__DOCUMENT SECTION__.
Jane Ballot

Being me in the world

Friday 3rd October

My birthday is in three days!

It’s amazing how having something that you can’t even see and have absolutely no sense of, like cancer, can change so many things. For me it’s not a fundamental, “Oh, I see the whole world differently now.” Maybe it’s not like that for anyone. It’s more like a subtle paradigm shift has taken place.

Partly this is about just sommer going ahead and making what are actually life-changing decisions – like about the operation – without really and truly processing the implications. Okay, there aren’t really decisions to be made, as everything is actually on the path it has to take. Maybe it’s more about simply accepting and going ahead with things that will affect me deeply and change so much.

Here I sit, as healthy as can be. Apparently. My cold has finally decided to fly the coop and my chest feels a little ‘cloudy’ (as the kids describe it), but generally I’m better. Under normal circumstances, I would have been back at gym, if not running. Now, because of the operation, I’m still being so circumspect and ‘sensible’. Which is, of course, quite very frustrating.

Whenever things involving tidying, moving, lifting are involved, I’m usually the one who gets most physically ‘into it’. (I remember fondly how, many moons ago, Mark and I literally moved Noel and Mark’s belongings to their new house, because everyone else was incapacitated in some way. This included, of course, steel cabinets, a fridge and one large safe!) For the past few weeks, I have been instructed to take it easy and I have made myself not over-exert – not because I am incapable, but because I have been so conscious of not making myself wheeze any more than I was, so that my chest would be fine for the surgery.

__ACTIVITIES__.
(a) Reproduce the passage of the post starting with "Jane Ballot" and going on through "has taken place.".
(b) Summarize the post about living with cancer in two sentences.

__DATA SECTION__.
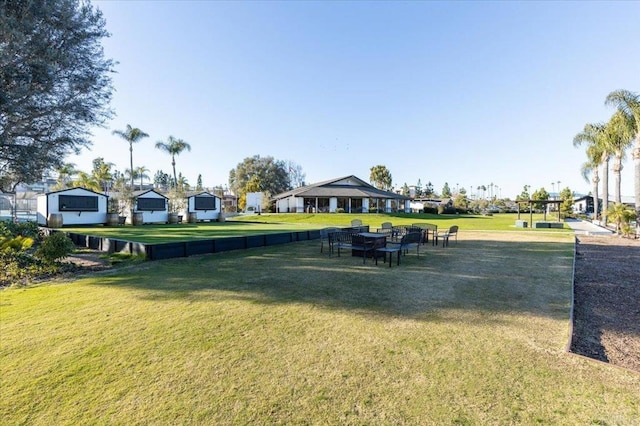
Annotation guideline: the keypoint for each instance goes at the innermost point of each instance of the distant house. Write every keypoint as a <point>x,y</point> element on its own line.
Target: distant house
<point>349,194</point>
<point>153,206</point>
<point>76,206</point>
<point>203,206</point>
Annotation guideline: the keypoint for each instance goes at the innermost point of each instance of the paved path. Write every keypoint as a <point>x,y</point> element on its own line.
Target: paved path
<point>582,227</point>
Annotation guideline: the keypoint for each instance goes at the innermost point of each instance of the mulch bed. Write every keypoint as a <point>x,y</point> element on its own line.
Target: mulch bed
<point>607,300</point>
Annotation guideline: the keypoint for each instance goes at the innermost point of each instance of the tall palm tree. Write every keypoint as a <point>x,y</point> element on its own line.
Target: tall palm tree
<point>629,103</point>
<point>141,173</point>
<point>173,147</point>
<point>590,168</point>
<point>595,135</point>
<point>131,135</point>
<point>618,139</point>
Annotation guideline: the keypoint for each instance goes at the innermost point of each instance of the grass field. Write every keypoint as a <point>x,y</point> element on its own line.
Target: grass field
<point>269,223</point>
<point>471,334</point>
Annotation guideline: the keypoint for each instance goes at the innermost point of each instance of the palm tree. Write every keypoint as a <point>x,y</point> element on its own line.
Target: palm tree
<point>629,103</point>
<point>131,135</point>
<point>87,181</point>
<point>140,173</point>
<point>173,147</point>
<point>595,135</point>
<point>594,156</point>
<point>65,172</point>
<point>618,138</point>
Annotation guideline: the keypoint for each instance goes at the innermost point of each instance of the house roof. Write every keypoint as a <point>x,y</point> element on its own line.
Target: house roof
<point>346,186</point>
<point>72,189</point>
<point>138,194</point>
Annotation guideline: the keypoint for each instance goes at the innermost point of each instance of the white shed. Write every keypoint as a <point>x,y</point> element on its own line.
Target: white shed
<point>152,205</point>
<point>76,206</point>
<point>203,206</point>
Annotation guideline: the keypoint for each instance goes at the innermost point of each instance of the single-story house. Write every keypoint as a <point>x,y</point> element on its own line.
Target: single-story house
<point>152,205</point>
<point>349,194</point>
<point>75,206</point>
<point>203,206</point>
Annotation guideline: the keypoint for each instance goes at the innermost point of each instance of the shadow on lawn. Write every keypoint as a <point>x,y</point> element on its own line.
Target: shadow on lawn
<point>489,276</point>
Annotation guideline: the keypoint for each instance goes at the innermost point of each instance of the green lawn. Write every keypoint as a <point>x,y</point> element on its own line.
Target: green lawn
<point>270,223</point>
<point>471,334</point>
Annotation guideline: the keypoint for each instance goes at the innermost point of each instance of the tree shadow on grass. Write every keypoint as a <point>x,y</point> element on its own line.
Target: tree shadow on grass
<point>532,278</point>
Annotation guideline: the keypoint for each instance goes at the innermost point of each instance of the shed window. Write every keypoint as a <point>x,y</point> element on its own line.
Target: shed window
<point>151,204</point>
<point>77,203</point>
<point>205,203</point>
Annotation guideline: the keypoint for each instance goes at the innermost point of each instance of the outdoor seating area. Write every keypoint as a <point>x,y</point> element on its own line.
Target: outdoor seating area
<point>386,240</point>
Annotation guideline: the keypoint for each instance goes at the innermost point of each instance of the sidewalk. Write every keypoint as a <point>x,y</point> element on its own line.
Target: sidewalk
<point>581,227</point>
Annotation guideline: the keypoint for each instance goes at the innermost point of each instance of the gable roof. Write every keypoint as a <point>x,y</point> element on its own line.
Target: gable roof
<point>346,186</point>
<point>138,194</point>
<point>74,188</point>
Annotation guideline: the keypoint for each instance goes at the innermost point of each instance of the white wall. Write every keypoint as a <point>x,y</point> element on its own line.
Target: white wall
<point>202,214</point>
<point>48,204</point>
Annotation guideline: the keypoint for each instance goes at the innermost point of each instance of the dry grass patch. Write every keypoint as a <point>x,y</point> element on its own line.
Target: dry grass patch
<point>471,334</point>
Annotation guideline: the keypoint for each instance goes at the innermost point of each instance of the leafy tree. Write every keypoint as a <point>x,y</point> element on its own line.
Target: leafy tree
<point>618,138</point>
<point>65,172</point>
<point>131,135</point>
<point>173,147</point>
<point>405,190</point>
<point>540,194</point>
<point>54,84</point>
<point>272,175</point>
<point>380,177</point>
<point>428,190</point>
<point>162,179</point>
<point>446,191</point>
<point>296,175</point>
<point>629,104</point>
<point>85,180</point>
<point>102,173</point>
<point>183,183</point>
<point>419,189</point>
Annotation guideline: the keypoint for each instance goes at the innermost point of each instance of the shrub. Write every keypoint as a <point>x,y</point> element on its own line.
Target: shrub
<point>26,229</point>
<point>55,247</point>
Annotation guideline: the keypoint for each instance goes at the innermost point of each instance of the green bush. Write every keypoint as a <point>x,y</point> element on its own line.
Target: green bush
<point>25,229</point>
<point>54,247</point>
<point>19,267</point>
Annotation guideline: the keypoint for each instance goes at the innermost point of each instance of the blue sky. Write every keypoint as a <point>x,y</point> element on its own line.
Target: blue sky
<point>469,93</point>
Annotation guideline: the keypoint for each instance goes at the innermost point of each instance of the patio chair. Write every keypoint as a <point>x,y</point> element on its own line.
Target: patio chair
<point>446,235</point>
<point>324,237</point>
<point>349,241</point>
<point>408,241</point>
<point>428,229</point>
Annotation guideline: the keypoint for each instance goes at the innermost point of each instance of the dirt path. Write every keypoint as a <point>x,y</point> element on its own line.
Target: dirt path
<point>607,300</point>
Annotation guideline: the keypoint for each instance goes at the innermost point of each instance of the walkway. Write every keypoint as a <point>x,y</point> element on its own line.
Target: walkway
<point>582,227</point>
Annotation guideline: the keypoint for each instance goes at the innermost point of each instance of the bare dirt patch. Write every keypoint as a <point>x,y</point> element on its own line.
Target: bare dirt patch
<point>607,300</point>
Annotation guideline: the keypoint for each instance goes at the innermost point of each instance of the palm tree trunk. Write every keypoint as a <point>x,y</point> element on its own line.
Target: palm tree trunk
<point>595,180</point>
<point>617,171</point>
<point>175,178</point>
<point>636,162</point>
<point>131,160</point>
<point>605,190</point>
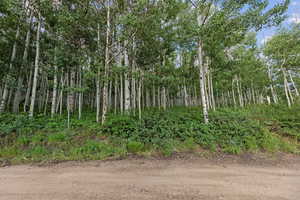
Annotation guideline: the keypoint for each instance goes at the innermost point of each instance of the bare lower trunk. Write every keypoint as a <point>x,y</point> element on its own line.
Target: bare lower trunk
<point>293,83</point>
<point>126,82</point>
<point>106,67</point>
<point>286,89</point>
<point>12,59</point>
<point>36,68</point>
<point>202,82</point>
<point>54,92</point>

__WRITTEN RESPONSES__.
(a)
Jane Ballot

Being me in the world

Friday 3rd October

My birthday is in three days!

It’s amazing how having something that you can’t even see and have absolutely no sense of, like cancer, can change so many things. For me it’s not a fundamental, “Oh, I see the whole world differently now.” Maybe it’s not like that for anyone. It’s more like a subtle paradigm shift has taken place.

(b) The writer finds that having cancer has brought about a subtle paradigm shift rather than a fundamental change, partly through accepting and going ahead with life-changing decisions like the operation without fully processing their implications. Though mostly recovered from a cold, the writer has frustratingly avoided the gym and physical exertion for weeks so that the chest will be fine for the surgery.